ЗАДАНИЕ: Перепиши, пожалуйста, отрывок из текста о фантастическом сюжете у Достоевского от «Этим создаётся исключительная» до «И они раскрываются.» включительно, заменив «исключительная ситуация» на «особая ситуация».

ТЕКСТ СТРАНИЦЫ:

----

Дальше начинается развитие фантастического сюжета, который создаёт анакризу исключительной силы (Достоевский великий мастер анакризы). Рассказчик слушает разговор мертвецов под землёй. Оказывается, что их жизнь в могилах ещё продолжается некоторое время. Умерший философ Платон Николаевич (аллюзия на «сократический диалог») давал этому такое объяснение:

«Он (Платон Николаевич. — М. Б.) объясняет это самым простым фактом, именно тем, что наверху, когда ещё мы жили, то считали ошибочно тамошнюю смерть за смерть. Тело здесь ещё раз как будто оживает, остатки жизни сосредоточиваются, но только в сознании. Это — не умею вам выразить — продолжается жизнь как бы по инерции. Все сосредоточено, по мнению его, где-то в сознании и продолжается ещё месяца два или три… иногда даже полгода… Есть, например, здесь един такой, который почти совсем разложился, но раз недель в шесть он все ещё вдруг пробормочет одно словцо; конечно, бессмысленное, про какой-то бобок: «Бобок, бобок», — но и в нём, значит, жизнь все ещё теплится незаметной искрой…» (X, 354).

Этим создаётся исключительная ситуация: последняя жизнь сознания (два-три месяца до полного засыпания), освобождённая от всех условий, положений, обязанностей и законов обычной жизни, так сказать, жизнь вне жизни. Как она будет использована «современными мертвецами»? Анакриза, провоцирующая сознания мертвецов раскрыться с полной, ничем не ограниченной свободой. И они раскрываются.

----

ИСХОДНЫЕ ДАННЫЕ:
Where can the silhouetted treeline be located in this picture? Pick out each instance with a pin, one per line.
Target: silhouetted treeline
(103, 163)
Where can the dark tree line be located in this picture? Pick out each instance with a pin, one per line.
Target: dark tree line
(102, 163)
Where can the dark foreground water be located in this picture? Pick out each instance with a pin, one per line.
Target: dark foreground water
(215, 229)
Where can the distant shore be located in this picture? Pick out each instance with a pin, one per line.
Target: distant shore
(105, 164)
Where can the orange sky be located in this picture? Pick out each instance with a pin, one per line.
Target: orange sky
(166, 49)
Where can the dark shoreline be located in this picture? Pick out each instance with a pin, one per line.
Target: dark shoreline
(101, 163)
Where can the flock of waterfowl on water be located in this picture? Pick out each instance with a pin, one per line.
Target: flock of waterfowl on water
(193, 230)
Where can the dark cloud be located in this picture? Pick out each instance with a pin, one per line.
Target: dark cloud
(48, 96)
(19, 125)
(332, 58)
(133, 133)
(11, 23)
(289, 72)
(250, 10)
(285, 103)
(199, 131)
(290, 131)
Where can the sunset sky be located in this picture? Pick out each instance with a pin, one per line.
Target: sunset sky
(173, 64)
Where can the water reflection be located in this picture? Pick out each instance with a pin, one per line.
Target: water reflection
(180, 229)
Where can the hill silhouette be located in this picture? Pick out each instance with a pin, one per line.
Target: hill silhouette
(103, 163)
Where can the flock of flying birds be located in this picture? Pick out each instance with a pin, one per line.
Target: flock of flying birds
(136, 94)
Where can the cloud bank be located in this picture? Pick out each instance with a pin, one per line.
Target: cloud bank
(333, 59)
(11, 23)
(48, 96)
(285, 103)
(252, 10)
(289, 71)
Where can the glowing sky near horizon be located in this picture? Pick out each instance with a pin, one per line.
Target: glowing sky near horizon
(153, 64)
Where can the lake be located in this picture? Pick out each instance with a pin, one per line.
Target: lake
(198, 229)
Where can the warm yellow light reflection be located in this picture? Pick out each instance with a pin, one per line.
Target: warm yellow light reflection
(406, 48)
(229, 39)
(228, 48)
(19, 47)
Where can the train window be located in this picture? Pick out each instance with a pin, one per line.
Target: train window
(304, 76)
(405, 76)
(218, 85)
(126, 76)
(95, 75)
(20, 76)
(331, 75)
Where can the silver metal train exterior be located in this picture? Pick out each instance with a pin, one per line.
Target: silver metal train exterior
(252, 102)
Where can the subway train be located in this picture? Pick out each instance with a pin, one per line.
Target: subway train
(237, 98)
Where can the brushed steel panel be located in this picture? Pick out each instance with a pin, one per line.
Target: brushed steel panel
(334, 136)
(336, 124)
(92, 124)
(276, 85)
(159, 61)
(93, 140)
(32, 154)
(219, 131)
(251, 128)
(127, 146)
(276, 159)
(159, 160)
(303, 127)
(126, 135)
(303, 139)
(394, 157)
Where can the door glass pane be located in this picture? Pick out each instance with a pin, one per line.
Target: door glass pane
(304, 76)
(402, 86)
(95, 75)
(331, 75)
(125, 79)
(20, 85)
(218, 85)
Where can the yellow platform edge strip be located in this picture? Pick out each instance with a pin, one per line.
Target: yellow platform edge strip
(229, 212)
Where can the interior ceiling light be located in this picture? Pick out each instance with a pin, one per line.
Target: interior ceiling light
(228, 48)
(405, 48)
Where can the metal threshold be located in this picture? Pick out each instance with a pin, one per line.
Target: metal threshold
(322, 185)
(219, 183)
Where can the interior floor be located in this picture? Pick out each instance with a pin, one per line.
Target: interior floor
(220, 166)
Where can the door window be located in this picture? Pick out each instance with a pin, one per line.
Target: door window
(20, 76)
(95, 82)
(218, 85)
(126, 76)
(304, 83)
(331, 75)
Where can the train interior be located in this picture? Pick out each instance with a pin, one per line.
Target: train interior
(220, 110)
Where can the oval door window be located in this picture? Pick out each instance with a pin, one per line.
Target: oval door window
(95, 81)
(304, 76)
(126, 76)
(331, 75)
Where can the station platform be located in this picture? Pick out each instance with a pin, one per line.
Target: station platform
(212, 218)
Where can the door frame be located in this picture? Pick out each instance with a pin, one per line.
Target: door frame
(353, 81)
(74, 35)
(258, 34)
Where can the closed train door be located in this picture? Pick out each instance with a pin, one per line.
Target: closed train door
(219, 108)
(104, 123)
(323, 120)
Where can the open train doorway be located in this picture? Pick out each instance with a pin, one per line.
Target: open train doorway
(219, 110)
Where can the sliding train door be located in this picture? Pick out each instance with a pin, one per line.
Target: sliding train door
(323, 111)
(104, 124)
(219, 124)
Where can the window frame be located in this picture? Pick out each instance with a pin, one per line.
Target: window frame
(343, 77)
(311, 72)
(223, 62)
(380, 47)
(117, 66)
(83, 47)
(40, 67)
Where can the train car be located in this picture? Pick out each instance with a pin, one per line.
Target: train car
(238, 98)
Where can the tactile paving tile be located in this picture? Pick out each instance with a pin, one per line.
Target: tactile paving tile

----

РЕШЕНИЕ:
Этим создаётся особая ситуация: последняя жизнь сознания (два-три месяца до полного засыпания), освобождённая от всех условий, положений, обязанностей и законов обычной жизни, так сказать, жизнь вне жизни. Как она будет использована «современными мертвецами»? Анакриза, провоцирующая сознания мертвецов раскрыться с полной, ничем не ограниченной свободой. И они раскрываются.